→ **Input**
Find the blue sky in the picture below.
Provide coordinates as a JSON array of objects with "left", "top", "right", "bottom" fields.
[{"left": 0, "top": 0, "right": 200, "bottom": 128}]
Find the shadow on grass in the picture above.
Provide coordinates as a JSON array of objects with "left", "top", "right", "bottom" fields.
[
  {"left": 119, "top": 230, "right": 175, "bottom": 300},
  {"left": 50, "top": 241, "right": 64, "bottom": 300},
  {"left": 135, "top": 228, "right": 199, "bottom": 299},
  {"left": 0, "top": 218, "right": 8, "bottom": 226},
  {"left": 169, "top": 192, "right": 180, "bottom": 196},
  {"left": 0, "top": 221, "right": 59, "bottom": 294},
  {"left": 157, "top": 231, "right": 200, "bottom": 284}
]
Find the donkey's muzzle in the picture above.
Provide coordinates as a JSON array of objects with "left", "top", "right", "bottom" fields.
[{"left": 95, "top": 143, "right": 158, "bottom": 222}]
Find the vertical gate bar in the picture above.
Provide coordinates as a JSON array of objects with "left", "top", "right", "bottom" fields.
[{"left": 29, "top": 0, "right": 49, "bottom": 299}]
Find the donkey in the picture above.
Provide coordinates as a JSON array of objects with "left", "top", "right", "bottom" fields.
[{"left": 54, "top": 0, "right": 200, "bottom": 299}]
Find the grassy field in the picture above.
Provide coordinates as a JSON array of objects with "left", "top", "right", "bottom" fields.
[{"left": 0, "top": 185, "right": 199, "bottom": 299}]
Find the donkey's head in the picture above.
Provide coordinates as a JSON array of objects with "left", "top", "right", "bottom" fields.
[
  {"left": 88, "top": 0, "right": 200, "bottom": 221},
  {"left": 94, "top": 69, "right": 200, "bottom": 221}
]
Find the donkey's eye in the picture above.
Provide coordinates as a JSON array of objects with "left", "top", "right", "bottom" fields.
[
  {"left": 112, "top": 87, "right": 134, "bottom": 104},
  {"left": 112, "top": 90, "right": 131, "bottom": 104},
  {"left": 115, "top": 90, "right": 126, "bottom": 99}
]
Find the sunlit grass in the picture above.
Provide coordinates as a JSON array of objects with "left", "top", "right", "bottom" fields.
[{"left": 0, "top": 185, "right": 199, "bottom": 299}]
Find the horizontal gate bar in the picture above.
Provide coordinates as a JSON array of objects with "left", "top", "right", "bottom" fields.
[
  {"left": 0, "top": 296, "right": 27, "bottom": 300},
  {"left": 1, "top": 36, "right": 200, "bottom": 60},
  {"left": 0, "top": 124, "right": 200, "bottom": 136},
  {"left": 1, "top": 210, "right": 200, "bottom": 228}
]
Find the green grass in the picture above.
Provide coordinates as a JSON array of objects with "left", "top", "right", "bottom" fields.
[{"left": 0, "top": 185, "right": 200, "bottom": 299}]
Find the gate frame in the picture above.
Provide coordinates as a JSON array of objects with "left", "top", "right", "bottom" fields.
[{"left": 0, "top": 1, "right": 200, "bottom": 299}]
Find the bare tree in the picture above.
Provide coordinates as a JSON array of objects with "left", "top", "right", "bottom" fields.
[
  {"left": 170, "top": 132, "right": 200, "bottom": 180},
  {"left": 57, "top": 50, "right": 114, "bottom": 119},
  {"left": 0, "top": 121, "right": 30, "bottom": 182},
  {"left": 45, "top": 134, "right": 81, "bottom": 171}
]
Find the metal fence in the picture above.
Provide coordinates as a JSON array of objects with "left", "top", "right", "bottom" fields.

→ **Task to complete**
Above are some records. Print them all exactly.

→ **Solution to this exercise**
Find the blue sky in the picture below.
Provide coordinates as a JSON array of objects with "left", "top", "right", "bottom" fields.
[{"left": 0, "top": 0, "right": 200, "bottom": 128}]
Find the shadow on grass in the picture above.
Provide coordinates as a JSON array of objects with "left", "top", "right", "bottom" fields.
[
  {"left": 119, "top": 230, "right": 175, "bottom": 300},
  {"left": 50, "top": 241, "right": 64, "bottom": 300},
  {"left": 135, "top": 228, "right": 199, "bottom": 299},
  {"left": 0, "top": 218, "right": 8, "bottom": 226},
  {"left": 169, "top": 192, "right": 180, "bottom": 196},
  {"left": 0, "top": 221, "right": 59, "bottom": 294},
  {"left": 157, "top": 231, "right": 200, "bottom": 284}
]
Find the donkey's muzzle in the picture above.
Provide coordinates as a JSON array of objects with "left", "top", "right", "bottom" fields.
[{"left": 95, "top": 143, "right": 158, "bottom": 222}]
Find the vertical gate bar in the picture above.
Provide coordinates as a JSON array of objects with "left", "top", "right", "bottom" fields.
[{"left": 29, "top": 0, "right": 49, "bottom": 299}]
Find the donkey in the picture above.
Provide coordinates as a JSON array of objects with "left", "top", "right", "bottom" fields.
[{"left": 54, "top": 0, "right": 200, "bottom": 299}]
Find the grassy field in the picture above.
Provide coordinates as a JSON array of objects with "left", "top", "right", "bottom" fields.
[{"left": 0, "top": 185, "right": 199, "bottom": 299}]
Find the donkey's head in the picture above.
Provide coordinates as a JSON array of objects with "left", "top", "right", "bottom" fields.
[
  {"left": 88, "top": 0, "right": 200, "bottom": 221},
  {"left": 94, "top": 69, "right": 200, "bottom": 221}
]
Find the donkey's eye in the picture above.
Provide coordinates as a JSON array of objects with "left", "top", "right", "bottom" fields.
[
  {"left": 112, "top": 87, "right": 134, "bottom": 104},
  {"left": 112, "top": 90, "right": 131, "bottom": 104},
  {"left": 115, "top": 90, "right": 126, "bottom": 99}
]
Find the sunlit grass in the picture above.
Provide coordinates as a JSON array of objects with "left", "top", "right", "bottom" fields.
[{"left": 0, "top": 185, "right": 199, "bottom": 299}]
Find the horizontal gate bar in the picture above.
Provide coordinates as a JSON array of objects with "left", "top", "right", "bottom" fields.
[
  {"left": 0, "top": 296, "right": 27, "bottom": 300},
  {"left": 1, "top": 36, "right": 200, "bottom": 60},
  {"left": 0, "top": 124, "right": 200, "bottom": 136},
  {"left": 1, "top": 210, "right": 200, "bottom": 228}
]
Find the green grass in the picture above.
Provide coordinates as a JSON array of objects with "left", "top", "right", "bottom" fields.
[{"left": 0, "top": 185, "right": 200, "bottom": 299}]
Find the gate frame in the picture above.
Provide coordinates as a JSON array of objects with "left", "top", "right", "bottom" fields.
[{"left": 0, "top": 1, "right": 200, "bottom": 299}]
Find the bare tree in the picture above.
Provide coordinates as a JSON array of objects with "left", "top", "right", "bottom" fields.
[
  {"left": 170, "top": 132, "right": 200, "bottom": 180},
  {"left": 57, "top": 50, "right": 114, "bottom": 119},
  {"left": 0, "top": 121, "right": 30, "bottom": 182},
  {"left": 45, "top": 134, "right": 81, "bottom": 171}
]
Find the metal fence in the picture above.
Provide coordinates as a JSON array of objects with "left", "top", "right", "bottom" fields.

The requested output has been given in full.